Source extract:
Why Santa Monica’s Once-in-a-Century Chance Demands a Great Park — Not Development — on the 160 Acres at SMO

PARK DEVELOPMENT - There is a major land use decision coming in Santa Monica, about what will happen when Santa Monica Airport (SMO) is closed on January 1, 2029, based upon a consent agreement reached between the City of Santa Monica and the Federal Aviation Administration back in January 2017.  On July 8, 2025 the Santa Monica City Council will give direction to City Staff on what land use model should be developed,  as the preferred alternative in the City’s Environmental Impact Review process. With many community members arguing for a Great Park to be built on all the soon-to-be open space, this decision will have significant implications not just for Santa Monica, but for the entire Westside and Los Angeles overall, with the paucity of open spaces across available in our urban environment and the unlikelihood of another parcel of this size to ever become available again for new open space.  

Why there should be a Great Park on all 160 acres of new open space when Santa Monica Airport is closed / Why the preferred alternative to be studied in the EIR should be a fully Measure LC-compliant Great Park. 

A letter to the Santa Monica City Council, June 3, 2025 

By Mike Feinstein

Santa Monica resident since 1984
Mayor 2000-2002, City Council member 1996-2004 

(1) The need for an LC Compliant Preferred Alternative  

The reason so many community advocates have long called for a Great Park on the entire Santa Monica Airport (SMO) parcel, is that such a path offers the best opportunity to maximize a range of needed community recreational and open spaces - active and passive. 

By contrast, reducing the amount of space dedicated to a Great Park would directly pit needed active and passive open space uses against each other —  and would limit our ability to create desperately needed ecologically-oriented spaces in our urban environment.

Written task A:
Answer these questions from the Santa Monica Airport text:
(i) On what date is Santa Monica Airport to be closed?
(ii) What date is on the letter to the Santa Monica City Council?
(iii) During which years did Mike Feinstein serve as mayor?
Written task B: Copy everything in the Santa Monica Airport text from "By Mike Feinstein" down to "active and passive.", with no changes.

Dataset extract:
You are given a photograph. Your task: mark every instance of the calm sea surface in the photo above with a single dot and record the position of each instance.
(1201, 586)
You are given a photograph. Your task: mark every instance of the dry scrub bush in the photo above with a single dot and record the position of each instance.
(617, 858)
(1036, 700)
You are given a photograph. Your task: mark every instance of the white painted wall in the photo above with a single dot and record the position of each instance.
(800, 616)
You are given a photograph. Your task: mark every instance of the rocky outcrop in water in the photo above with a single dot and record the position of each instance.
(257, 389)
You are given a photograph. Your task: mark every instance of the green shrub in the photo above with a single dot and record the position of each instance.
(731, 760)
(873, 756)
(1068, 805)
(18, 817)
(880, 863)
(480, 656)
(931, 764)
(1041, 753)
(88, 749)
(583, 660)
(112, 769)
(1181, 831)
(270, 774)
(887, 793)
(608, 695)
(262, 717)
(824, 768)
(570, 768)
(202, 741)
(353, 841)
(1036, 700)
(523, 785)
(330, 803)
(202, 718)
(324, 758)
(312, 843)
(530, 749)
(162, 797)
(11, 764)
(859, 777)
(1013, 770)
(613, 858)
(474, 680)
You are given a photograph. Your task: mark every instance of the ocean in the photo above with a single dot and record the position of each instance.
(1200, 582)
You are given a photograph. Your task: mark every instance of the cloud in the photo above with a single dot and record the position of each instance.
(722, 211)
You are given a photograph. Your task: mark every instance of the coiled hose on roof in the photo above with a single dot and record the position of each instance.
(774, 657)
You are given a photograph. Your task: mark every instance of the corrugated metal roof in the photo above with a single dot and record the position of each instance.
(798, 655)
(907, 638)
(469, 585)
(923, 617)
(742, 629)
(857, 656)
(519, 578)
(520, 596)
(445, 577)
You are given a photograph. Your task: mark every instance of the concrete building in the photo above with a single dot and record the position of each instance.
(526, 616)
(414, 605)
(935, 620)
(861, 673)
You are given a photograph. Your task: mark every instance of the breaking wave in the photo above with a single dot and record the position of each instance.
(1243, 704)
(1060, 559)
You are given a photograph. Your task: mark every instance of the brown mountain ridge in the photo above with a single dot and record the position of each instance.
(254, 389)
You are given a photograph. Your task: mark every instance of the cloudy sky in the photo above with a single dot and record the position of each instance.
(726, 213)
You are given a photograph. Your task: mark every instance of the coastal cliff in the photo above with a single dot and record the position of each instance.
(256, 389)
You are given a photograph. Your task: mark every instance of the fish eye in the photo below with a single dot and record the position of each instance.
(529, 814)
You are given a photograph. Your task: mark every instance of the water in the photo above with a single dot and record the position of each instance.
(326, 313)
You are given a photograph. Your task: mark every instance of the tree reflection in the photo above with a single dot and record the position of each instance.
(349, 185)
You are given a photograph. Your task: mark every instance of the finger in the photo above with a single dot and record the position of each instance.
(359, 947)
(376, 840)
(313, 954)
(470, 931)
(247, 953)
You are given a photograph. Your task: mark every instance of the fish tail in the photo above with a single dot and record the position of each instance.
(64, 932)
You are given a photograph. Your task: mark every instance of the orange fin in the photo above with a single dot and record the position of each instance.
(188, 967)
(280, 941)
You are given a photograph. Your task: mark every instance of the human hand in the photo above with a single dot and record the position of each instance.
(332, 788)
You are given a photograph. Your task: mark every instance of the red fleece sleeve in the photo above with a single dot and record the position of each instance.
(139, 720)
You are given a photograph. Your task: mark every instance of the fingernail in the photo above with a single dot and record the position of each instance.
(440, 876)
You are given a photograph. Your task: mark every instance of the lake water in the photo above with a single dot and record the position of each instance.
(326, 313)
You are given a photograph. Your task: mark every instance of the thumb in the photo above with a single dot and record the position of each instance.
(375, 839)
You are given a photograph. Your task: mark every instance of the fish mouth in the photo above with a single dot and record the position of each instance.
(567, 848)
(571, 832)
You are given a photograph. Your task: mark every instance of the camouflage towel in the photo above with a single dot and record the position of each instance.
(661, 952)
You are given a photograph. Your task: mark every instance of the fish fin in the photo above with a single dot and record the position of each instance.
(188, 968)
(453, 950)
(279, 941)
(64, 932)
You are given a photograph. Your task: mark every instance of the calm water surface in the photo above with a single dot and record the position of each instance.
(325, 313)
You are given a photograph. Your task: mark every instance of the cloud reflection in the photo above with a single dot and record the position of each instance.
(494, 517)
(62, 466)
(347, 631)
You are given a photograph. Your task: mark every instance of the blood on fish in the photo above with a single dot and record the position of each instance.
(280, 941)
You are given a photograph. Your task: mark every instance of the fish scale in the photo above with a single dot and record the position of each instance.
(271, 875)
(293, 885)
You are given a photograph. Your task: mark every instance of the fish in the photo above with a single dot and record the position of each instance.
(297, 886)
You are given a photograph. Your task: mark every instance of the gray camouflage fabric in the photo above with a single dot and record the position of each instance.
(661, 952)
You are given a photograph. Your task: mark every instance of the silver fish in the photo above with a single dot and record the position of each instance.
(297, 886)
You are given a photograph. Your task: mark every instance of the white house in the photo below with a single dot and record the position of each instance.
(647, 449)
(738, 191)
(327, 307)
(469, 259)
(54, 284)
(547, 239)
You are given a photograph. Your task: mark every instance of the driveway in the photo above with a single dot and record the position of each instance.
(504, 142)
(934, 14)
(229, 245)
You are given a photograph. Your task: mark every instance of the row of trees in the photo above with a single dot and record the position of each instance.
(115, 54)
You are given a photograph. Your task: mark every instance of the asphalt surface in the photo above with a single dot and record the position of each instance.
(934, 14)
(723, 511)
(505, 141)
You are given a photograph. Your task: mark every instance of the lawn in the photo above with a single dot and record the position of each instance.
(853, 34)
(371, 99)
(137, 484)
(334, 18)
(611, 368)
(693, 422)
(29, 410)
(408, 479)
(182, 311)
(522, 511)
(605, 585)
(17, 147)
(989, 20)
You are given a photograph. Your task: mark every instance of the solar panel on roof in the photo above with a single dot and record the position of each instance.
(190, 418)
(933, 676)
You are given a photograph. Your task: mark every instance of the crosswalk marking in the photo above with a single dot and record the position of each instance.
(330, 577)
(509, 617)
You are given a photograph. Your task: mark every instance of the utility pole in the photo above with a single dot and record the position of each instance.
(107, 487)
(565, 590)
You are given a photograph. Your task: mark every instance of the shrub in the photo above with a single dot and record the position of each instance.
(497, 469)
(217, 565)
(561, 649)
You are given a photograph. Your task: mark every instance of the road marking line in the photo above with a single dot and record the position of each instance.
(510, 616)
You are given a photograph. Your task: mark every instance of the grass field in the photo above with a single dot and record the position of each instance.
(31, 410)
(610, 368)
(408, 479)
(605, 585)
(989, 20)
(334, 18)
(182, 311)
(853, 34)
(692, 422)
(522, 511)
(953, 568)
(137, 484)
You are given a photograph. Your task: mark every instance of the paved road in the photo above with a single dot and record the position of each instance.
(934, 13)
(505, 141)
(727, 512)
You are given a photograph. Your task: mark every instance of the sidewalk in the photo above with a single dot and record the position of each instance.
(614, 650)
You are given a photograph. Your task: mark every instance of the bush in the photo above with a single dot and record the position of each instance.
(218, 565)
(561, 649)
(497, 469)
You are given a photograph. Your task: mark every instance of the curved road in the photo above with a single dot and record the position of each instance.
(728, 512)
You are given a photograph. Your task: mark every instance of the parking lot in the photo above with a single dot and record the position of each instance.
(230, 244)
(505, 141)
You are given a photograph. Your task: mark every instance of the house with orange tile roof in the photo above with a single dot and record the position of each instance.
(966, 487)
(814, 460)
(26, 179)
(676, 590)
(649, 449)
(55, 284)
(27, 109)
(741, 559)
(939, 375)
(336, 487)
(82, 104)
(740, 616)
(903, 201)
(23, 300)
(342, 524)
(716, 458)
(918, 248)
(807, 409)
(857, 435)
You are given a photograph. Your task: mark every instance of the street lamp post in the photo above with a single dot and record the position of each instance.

Exercise solution A:
(i) January 1, 2029
(ii) June 3, 2025
(iii) 2000-2002

Exercise solution B:
By Mike Feinstein

Santa Monica resident since 1984
Mayor 2000-2002, City Council member 1996-2004 

(1) The need for an LC Compliant Preferred Alternative  

The reason so many community advocates have long called for a Great Park on the entire Santa Monica Airport (SMO) parcel, is that such a path offers the best opportunity to maximize a range of needed community recreational and open spaces - active and passive.